Stated task: From the line containing "of the overcast" down to the last line of the records below, copy every line exactly. Leave out everything before it.

################

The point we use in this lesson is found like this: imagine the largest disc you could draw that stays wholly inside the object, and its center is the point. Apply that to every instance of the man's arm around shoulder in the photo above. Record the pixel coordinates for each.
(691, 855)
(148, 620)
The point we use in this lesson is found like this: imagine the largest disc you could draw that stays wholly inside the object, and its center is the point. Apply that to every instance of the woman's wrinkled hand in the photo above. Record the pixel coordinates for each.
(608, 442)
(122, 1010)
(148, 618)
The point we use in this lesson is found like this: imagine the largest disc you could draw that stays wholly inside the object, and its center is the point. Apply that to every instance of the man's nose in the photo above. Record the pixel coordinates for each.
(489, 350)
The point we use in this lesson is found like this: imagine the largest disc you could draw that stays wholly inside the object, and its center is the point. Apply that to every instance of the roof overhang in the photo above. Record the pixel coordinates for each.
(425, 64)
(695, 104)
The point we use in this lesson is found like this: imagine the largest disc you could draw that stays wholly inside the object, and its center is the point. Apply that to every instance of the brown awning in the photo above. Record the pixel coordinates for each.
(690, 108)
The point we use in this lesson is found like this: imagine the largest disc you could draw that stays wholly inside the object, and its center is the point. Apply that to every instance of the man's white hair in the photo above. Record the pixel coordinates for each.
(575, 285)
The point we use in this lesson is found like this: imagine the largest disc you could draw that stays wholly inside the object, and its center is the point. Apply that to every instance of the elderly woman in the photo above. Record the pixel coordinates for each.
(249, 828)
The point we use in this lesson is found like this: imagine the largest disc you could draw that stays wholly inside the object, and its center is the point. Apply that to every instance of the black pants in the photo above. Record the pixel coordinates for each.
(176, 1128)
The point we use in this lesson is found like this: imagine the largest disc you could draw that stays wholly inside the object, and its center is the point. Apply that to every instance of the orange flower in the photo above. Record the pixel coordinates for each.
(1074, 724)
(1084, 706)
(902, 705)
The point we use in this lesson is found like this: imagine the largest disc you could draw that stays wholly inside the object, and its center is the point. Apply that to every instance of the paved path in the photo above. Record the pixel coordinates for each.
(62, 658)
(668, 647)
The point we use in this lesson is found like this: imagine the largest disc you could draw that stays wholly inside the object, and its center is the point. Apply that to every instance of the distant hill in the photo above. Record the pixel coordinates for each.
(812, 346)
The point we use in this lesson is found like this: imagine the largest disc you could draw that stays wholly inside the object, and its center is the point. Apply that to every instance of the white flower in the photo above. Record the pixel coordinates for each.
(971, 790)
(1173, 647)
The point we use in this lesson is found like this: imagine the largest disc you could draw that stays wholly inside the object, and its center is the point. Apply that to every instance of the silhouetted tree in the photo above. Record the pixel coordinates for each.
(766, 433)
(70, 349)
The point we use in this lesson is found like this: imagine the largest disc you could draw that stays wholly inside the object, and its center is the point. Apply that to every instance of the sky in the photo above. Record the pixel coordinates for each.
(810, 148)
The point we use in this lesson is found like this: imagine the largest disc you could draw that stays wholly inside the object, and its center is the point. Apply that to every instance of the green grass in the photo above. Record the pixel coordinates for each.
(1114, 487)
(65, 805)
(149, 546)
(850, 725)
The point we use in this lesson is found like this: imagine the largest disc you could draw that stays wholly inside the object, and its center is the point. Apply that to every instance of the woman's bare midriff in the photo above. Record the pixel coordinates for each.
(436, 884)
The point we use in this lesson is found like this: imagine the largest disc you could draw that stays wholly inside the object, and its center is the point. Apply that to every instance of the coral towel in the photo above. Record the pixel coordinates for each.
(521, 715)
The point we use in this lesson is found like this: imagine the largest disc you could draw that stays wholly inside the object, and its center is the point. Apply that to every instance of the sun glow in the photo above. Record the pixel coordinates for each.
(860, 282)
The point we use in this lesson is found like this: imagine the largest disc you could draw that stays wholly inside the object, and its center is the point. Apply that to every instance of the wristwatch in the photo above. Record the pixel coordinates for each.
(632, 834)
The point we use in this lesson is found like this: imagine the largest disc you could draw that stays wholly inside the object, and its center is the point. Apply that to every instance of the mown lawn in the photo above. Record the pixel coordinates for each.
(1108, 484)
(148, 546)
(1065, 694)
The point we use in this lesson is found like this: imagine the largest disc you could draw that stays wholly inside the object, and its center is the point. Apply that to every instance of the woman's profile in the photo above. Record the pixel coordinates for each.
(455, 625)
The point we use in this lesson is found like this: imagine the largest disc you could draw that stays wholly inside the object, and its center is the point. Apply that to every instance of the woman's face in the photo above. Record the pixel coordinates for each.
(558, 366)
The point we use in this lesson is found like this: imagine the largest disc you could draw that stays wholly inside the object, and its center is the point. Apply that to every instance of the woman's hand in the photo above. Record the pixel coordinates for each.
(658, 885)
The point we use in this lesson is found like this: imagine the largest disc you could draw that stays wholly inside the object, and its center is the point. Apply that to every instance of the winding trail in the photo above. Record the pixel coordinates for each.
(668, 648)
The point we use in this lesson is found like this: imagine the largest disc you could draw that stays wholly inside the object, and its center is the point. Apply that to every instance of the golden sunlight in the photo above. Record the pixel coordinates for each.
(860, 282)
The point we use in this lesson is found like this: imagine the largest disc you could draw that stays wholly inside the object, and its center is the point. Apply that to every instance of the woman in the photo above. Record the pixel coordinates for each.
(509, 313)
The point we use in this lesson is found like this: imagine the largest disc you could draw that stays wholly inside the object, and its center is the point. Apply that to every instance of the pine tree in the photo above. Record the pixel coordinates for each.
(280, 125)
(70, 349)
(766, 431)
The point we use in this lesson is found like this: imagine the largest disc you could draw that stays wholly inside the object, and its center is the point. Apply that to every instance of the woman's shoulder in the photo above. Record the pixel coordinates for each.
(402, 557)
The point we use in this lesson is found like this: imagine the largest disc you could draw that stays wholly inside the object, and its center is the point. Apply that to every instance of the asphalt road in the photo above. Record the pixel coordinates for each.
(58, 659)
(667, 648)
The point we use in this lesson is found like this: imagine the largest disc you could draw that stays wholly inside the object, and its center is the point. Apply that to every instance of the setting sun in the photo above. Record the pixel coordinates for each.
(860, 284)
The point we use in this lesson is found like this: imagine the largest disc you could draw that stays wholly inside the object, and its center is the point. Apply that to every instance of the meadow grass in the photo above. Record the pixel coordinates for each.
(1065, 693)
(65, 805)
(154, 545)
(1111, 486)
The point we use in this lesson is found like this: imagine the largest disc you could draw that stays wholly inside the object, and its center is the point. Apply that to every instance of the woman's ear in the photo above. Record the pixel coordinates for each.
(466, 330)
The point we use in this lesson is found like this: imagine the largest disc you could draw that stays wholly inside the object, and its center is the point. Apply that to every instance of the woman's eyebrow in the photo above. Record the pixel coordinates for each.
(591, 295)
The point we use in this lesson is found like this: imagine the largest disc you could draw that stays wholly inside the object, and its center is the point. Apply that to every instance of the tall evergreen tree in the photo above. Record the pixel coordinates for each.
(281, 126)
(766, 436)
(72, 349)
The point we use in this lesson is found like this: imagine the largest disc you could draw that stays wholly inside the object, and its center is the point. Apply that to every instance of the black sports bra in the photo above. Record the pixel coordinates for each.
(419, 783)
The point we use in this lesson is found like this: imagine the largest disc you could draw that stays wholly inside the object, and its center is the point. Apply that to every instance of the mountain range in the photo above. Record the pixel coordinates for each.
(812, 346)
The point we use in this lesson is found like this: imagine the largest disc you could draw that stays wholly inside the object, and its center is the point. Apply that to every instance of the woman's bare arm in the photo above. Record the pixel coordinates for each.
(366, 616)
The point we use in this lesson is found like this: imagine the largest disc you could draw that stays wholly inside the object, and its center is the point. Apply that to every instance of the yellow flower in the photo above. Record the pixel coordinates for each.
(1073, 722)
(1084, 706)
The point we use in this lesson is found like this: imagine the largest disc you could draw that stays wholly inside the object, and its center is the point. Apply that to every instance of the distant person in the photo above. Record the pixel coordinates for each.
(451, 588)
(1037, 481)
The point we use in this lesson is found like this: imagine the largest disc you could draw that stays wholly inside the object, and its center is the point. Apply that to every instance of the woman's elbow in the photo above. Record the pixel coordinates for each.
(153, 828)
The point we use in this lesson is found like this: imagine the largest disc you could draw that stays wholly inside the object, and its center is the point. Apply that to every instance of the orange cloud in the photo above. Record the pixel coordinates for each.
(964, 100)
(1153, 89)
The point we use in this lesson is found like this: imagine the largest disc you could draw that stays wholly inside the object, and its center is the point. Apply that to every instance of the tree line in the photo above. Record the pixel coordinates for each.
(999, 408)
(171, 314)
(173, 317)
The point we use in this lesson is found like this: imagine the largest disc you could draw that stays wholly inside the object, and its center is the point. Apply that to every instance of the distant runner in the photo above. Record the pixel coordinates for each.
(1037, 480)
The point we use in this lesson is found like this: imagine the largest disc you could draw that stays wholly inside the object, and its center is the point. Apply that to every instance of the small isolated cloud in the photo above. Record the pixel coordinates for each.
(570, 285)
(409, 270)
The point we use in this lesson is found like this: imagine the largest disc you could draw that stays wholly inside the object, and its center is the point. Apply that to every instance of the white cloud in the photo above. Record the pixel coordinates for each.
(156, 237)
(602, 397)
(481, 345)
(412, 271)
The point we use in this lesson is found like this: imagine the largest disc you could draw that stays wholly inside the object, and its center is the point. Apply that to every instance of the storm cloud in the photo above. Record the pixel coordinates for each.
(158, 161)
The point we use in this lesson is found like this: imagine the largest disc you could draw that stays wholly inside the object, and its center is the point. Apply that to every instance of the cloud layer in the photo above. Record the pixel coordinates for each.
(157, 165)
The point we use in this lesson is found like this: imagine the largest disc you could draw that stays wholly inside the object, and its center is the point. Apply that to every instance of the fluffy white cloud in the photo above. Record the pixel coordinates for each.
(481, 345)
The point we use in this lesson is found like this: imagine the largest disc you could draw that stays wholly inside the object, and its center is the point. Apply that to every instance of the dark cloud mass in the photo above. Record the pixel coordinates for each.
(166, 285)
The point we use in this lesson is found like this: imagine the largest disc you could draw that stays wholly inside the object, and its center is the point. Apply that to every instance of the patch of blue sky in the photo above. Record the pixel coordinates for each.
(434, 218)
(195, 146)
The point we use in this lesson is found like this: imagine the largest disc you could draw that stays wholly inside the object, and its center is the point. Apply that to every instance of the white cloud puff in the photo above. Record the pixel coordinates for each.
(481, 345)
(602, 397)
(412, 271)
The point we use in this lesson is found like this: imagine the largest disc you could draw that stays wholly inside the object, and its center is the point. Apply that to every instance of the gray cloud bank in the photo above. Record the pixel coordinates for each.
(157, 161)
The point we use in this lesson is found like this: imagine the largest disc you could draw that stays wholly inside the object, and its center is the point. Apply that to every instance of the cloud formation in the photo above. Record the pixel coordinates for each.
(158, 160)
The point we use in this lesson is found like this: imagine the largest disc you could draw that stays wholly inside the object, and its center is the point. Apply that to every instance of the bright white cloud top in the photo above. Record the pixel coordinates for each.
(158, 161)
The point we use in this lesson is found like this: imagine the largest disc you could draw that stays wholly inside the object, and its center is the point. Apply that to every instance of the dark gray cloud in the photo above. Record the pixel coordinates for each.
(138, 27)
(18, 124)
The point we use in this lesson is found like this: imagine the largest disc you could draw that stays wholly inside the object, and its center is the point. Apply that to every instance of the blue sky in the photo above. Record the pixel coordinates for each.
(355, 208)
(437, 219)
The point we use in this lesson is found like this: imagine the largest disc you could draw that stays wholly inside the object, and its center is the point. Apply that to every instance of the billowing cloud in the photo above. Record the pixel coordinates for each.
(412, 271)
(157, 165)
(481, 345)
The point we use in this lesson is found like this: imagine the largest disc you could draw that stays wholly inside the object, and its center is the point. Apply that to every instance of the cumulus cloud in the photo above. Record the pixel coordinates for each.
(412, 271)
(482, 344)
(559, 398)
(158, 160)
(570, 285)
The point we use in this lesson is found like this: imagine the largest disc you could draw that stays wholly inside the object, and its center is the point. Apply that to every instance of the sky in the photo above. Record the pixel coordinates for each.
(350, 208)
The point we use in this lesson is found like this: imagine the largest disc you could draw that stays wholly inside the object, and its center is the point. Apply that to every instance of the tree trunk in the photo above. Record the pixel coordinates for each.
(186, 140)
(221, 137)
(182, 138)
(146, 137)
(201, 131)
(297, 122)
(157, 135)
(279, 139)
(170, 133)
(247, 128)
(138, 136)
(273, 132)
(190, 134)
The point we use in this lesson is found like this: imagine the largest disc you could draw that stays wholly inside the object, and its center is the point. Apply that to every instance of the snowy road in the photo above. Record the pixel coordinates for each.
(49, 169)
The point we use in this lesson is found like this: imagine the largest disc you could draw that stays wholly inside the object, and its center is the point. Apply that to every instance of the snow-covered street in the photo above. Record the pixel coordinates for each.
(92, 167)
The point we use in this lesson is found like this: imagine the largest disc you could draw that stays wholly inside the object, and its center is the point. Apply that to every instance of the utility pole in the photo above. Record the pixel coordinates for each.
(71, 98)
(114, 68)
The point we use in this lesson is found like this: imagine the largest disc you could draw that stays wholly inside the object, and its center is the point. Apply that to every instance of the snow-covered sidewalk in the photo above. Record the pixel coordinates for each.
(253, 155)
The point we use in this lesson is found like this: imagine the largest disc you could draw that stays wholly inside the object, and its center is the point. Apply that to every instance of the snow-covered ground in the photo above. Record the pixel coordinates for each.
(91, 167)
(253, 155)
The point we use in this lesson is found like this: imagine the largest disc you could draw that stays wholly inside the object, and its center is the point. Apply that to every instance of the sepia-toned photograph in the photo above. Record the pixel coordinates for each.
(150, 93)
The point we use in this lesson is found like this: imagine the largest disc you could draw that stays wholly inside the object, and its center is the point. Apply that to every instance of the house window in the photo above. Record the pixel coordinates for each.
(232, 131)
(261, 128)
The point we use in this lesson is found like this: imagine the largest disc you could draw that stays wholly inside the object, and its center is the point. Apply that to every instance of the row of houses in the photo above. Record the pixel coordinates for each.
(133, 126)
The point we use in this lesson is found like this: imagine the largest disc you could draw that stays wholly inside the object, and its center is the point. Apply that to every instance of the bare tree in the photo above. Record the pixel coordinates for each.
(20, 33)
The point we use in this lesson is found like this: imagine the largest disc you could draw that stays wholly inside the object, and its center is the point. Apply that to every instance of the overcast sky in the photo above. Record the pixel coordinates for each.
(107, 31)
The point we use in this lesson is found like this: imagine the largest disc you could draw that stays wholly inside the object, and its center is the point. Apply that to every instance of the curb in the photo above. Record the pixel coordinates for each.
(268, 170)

################

Reply to the exercise:
The point we use in this lesson is found like this: imagine the largest disc you could draw that stays wholly inside the object, and its center is the point. Apply that to every instance of the overcast sky in the photo above. Record the pixel coordinates for each.
(107, 31)
The point we use in this lesson is found like this: imagine the largest disc you could draw that stays wholly inside the object, and its center is the point. Apply that to every instance of the curb in the photo above. Record the pixel coordinates for each.
(268, 170)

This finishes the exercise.